__Written instruction 1__:
In the overview of the 2019–20 Women's Big Bash League season below, why did the Sydney Sixers sign Hollie Armitage during the season? Answer in one to three sentences.

__Document__:
The 2019–20 Women's Big Bash League season or WBBL|05 was the fifth season of the Women's Big Bash League (WBBL), the semi-professional women's Twenty20 domestic cricket competition in Australia. The tournament moved to a standalone calendar slot, shifting away from the men's BBL, beginning on 18 October and running to 8 December 2019.

The Sydney Sixers entered the season as "hot favourites", but they lost five consecutive games in the back-half of the tournament and missed out on qualifying for finals for the first time after captain Ellyse Perry sustained a shoulder injury. Defending champions Brisbane Heat finished the regular season on top of the ladder, earning the right to host all three playoff matches at Allan Border Field.

The Heat retained their title on 8 December 2019 when they defeated first-time finalist Adelaide Strikers, featuring Player of the Tournament Sophie Devine, by six wickets in the championship decider. Beth Mooney was named Player of the Final for the second consecutive season.

Teams 
Each 2019–20 squad featured 15 active players, with an allowance of up to five marquee signings including a maximum of three from overseas. Australian marquees were defined as players who held a national women's team contract at the time of signing on for their WBBL|05 team.

The table below lists each team's marquee players and other key details for the season.

Personnel changes 
The pre-season was noted as particularly busy for player transfers which produced some of the biggest recruiting achievements in the tournament's five-year history.

Local players 
The table below lists local player movements made ahead of the season.

Changes made during the season included:

 On 18 November 2019, Emily Smith was banned for the remainder of WBBL|05 after contravening Cricket Australia's anti-corruption policy with a social media post. Under a special exemption, Tasmanian Tigers member Emma Manix-Geeves was brought into the Hobart Hurricanes squad as a replacement.

Overseas players 
Harmanpreet Kaur and Smriti Mandhana did not re-sign for the Sydney Thunder and Hobart Hurricanes respectively on account of a conflicting national team schedule, marking the first WBBL season to not feature any Indian-born players. This fixturing clash followed a dispute between the BCCI and CA earlier in the year when Australia's top talent (such as Meg Lanning, Ellyse Perry and Alyssa Healy) were excluded from the 2019 Women's T20 Challenge—an exhibition tournament serving as a potential precursor to a future female equivalent of the Indian Premier League. ESPNcricinfo reported this breakdown was part of a wider disagreement between the two boards that revolved around the BCCI's insistence on CA honouring a touring commitment to play a men's bi-lateral ODI series in India in January 2020.

The table below lists changes to overseas player allocations made ahead of the season.

Changes made during the season included:

 On 19 November, the Sydney Sixers announced the signing of English marquee Hollie Armitage, replacing captain Ellyse Perry who would miss five games due to a shoulder injury.
 After scoring a T20I century for Sri Lanka against Australia on 29 September 2019, Chamari Atapattu stated in a post-match press conference she had not been offered a contract for the upcoming Women's Big Bash League season despite her eagerness to participate again (she had previously played for the Melbourne Renegades in WBBL|03), underlining the league's fierce competition for marquee signings. However, it was announced on 30 November that Atapattu had signed with the Renegades for their last regular season game and finals. She replaced Tammy Beaumont who—along with Danni Wyatt, Nat Sciver, Amy Jones and Lauren Winfield—would miss out on the WBBL|05 finals due to national team commitments.

__Information given__:
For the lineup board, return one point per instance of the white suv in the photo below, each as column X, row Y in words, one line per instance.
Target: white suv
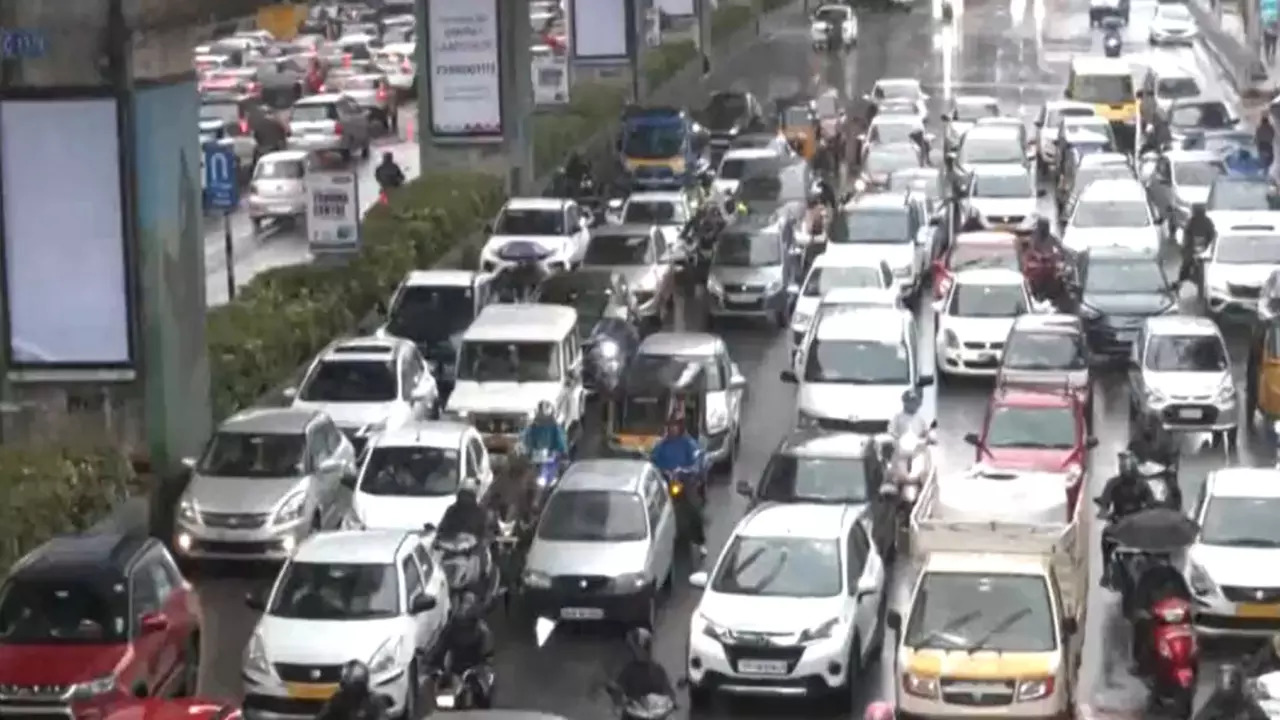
column 796, row 602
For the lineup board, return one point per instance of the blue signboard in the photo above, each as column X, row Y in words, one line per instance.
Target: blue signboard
column 222, row 181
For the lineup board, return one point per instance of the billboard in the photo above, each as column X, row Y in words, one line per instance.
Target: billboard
column 464, row 71
column 65, row 258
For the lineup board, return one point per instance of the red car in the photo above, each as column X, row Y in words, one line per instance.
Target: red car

__Written instruction 2__:
Reproduce the entries word for word, starting with the line that contains "of the blue" and going on through the last line of the entries.

__Complete output 1__:
The Sydney Sixers signed English marquee Hollie Armitage to replace captain Ellyse Perry, who would miss five games because of a shoulder injury.

__Complete output 2__:
For the lineup board, return one point per instance of the blue signboard in the photo above, each as column X, row Y in words, one line per instance.
Target: blue signboard
column 222, row 181
For the lineup board, return one point per instance of the billboard in the photo above, each as column X, row Y in words, one line per instance.
Target: billboard
column 464, row 71
column 65, row 258
For the lineup board, return one point per instance of the red car in the photo above, each as column X, row Y in words, one line per instance.
Target: red car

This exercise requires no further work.